* **Work instruction A**:
Answer these questions using the article below about the Missouri death row inmate.
(i) On what night was Russell Bucklew scheduled to be executed?
(ii) According to his lawyers and death penalty opponents, where does Bucklew have tumors?
(iii) How old was Michael Sanders' son when Bucklew fired a shot at him?
* **Work instruction B**:
Continue the article below about the Missouri death row inmate from where it stops.

* **Exercise passage**:
####################
Missouri Death Row Inmate With Rare Condition May Suffer Painful Death, Lawyers State

October 1, 2019 Updated: October 1, 2019

Convicted murderer Russell Bucklew is slated to be executed on the night of Tuesday, Oct. 1, for the slaying of a Missouri man in 1996.

Bucklew’s lawyers and death penalty opponents have asked Missouri Gov. Mike Parson to stop the execution, saying that he has tumors in his head, neck, and throat, St. Louis-based Fox2 reported.

His lawyers have claimed that due to his rare medical condition, he is at risk of a painful execution, Fox News reported.

Bucklew, 51, is accused of killing a man during a 1996 crime spree after his girlfriend broke up with him on Valentine’s Day. When she left him, he cut her with a knife and punched her in the face. She later moved to a mobile home with her new boyfriend, Michael Sanders.

On March 21, Bucklew followed Ray to Sanders’ home before he shot him twice with a shotgun. He then fired a shot at Sanders’ 6-year-old son and missed. He later captured his ex-girlfriend, Stephanie Ray, and sexually assaulted her.
####################
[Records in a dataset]
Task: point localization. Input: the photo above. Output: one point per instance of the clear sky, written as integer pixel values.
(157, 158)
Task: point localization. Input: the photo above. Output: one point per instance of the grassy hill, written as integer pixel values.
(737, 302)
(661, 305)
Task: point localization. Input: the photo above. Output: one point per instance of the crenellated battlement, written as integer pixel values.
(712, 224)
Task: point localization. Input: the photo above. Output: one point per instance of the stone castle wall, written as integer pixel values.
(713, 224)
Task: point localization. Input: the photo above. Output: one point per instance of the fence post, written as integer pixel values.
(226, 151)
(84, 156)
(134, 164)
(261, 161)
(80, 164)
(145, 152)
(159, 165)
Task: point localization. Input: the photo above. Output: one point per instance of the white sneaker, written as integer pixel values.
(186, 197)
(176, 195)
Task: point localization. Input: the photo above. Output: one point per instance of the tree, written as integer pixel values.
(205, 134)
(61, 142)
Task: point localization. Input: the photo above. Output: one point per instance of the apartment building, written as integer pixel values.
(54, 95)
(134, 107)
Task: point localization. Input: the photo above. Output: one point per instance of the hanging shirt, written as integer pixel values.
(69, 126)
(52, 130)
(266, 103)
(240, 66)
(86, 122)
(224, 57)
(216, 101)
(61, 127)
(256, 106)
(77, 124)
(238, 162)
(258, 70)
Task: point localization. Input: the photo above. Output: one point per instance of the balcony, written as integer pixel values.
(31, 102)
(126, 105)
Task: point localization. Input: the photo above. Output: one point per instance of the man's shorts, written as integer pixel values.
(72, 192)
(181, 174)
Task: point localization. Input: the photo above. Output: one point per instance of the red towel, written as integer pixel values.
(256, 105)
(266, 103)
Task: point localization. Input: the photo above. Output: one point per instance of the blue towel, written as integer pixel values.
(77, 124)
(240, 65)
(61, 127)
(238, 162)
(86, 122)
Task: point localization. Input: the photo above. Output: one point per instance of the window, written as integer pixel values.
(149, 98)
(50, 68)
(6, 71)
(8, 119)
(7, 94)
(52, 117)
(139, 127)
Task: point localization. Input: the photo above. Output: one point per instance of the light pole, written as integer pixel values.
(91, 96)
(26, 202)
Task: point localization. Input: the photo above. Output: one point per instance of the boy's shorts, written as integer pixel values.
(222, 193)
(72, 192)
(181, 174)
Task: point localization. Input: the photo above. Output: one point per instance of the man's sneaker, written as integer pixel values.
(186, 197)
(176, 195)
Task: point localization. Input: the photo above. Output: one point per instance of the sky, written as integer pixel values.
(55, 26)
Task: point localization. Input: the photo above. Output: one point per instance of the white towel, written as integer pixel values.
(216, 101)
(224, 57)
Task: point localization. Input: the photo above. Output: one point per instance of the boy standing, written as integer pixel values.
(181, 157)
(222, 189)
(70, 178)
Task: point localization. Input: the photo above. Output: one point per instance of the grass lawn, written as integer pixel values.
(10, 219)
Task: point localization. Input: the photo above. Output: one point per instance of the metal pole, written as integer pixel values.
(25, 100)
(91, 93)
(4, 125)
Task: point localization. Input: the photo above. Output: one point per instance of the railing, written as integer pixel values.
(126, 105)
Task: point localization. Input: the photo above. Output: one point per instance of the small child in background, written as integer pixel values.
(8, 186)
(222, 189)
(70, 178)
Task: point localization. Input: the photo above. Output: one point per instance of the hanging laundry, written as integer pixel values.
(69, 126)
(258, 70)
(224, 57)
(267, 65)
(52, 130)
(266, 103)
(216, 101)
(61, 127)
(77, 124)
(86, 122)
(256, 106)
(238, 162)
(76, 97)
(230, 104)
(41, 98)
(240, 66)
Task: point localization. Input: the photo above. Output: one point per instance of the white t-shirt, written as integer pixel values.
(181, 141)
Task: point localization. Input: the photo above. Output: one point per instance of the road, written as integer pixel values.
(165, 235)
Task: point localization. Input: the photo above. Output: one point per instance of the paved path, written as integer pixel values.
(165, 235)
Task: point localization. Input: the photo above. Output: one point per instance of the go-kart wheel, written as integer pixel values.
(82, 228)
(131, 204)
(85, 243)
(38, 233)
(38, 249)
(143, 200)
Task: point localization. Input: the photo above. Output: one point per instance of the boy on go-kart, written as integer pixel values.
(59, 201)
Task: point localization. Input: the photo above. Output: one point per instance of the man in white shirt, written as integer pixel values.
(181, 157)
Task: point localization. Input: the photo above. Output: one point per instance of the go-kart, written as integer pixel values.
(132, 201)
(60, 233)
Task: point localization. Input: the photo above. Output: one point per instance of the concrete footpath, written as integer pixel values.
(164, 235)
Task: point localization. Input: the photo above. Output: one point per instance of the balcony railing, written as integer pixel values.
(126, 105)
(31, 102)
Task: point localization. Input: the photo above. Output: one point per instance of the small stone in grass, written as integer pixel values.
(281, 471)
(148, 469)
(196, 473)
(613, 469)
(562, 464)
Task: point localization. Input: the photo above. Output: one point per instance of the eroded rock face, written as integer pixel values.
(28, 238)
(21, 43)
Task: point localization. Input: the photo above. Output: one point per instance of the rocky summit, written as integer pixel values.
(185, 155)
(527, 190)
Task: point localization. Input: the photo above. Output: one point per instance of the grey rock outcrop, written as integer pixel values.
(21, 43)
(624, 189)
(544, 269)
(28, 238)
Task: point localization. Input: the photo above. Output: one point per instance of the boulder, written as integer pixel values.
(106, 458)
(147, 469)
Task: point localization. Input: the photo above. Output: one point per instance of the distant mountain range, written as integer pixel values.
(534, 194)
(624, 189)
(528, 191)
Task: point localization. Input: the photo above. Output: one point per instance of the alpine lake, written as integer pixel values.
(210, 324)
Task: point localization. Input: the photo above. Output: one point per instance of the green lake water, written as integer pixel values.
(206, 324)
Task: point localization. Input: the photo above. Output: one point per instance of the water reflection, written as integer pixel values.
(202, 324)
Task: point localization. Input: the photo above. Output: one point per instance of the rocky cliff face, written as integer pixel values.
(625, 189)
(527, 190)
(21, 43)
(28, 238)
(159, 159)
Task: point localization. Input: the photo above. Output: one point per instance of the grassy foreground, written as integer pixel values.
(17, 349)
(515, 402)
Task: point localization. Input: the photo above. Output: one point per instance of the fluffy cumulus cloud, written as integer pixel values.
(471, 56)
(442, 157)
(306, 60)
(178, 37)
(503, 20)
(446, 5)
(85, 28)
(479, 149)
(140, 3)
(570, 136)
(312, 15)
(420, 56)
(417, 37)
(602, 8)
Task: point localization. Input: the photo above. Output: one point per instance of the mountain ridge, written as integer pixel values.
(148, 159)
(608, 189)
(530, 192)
####################
* **Exercise response A**:
(i) The night of Tuesday, Oct. 1
(ii) In his head, neck, and throat
(iii) 6 years old

* **Exercise response B**:
A condemned inmate is led out of his east block cell on death row
A condemned inmate is led out of his east block cell on death row at San Quentin State Prison, in San Quentin, Calif. on Mar. 13, 2019. (Eric Risberg/AP)

Bucklew then drove with Ray in the vehicle before a trooper spotted his vehicle. He then got into a gun battle with the trooper. Later, he escaped from the Cape Girardeau County Jail and attacked Ray’s mother and another boyfriend with a hammer before he was again captured.

The Fox News report noted that he suffers from cavernous hemangioma, which causes blood-filed tumors in his head, neck, and throat. He had to get a tracheostomy operation to help him breathe.

His lawyers said that if one of his tumors burst open during the execution, it would be quite painful, Fox reported.

“These unstable tumors are highly likely to hemorrhage during the stress of the execution, causing Russell to cough and choke on his own blood,” the clemency request stated.

But in April, the Supreme Court said that Missouri can execute him despite the medical condition.

The gurney in Huntsville, Texas, where Texas' condemned are strapped down to receive a lethal dose of drugs is shown on May 27, 2008. The Texas Court of Criminal Appeals, viewed historically as little more than a speedbump on condemned inmates' road to the death chamber, in recent weeks has halted the lethal injection of four inmates with execution dates approaching. (AP Photo/Pat Sullivan)
The gurney in Huntsville, Texas, where Texas’ condemned are strapped down to receive a lethal dose of drugs is shown on May 27, 2008. (Pat Sullivan/AP Photo)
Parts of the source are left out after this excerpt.